-- BEGIN --
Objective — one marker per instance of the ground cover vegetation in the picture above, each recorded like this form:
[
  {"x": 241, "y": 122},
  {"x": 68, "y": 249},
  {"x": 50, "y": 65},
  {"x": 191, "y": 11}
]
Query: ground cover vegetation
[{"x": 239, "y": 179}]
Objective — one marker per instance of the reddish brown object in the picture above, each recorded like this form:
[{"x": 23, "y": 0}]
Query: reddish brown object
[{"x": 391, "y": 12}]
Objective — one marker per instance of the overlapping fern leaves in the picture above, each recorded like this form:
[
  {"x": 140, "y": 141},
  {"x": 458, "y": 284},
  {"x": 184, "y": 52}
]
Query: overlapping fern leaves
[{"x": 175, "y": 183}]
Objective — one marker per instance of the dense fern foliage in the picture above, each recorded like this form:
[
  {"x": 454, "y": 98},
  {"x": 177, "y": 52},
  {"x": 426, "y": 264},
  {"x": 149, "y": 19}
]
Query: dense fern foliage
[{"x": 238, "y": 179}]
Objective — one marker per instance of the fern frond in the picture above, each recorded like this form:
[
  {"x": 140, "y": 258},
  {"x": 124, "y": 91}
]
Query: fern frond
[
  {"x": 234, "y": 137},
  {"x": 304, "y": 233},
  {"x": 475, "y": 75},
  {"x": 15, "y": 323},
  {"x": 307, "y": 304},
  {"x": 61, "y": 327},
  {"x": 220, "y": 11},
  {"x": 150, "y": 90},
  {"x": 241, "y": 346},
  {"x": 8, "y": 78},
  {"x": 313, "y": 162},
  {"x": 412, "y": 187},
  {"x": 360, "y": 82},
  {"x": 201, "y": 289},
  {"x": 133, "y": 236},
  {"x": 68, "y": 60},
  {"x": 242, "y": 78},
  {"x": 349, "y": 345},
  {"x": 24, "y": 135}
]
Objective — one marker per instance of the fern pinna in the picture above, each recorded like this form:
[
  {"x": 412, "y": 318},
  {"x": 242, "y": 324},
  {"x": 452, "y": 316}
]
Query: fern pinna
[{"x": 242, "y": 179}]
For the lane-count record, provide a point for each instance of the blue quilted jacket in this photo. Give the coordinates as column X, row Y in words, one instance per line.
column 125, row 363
-- END --
◆ **EXERCISE DIRECTIONS**:
Write out the final lines of the items word for word, beginning at the line that contains "For the lane-count" and continuing through the last line of the items.

◆ **COMPLETED TASK**:
For the lane-count record, provide a point for each instance of the blue quilted jacket in this photo. Give the coordinates as column X, row Y in words, one instance per line.
column 125, row 363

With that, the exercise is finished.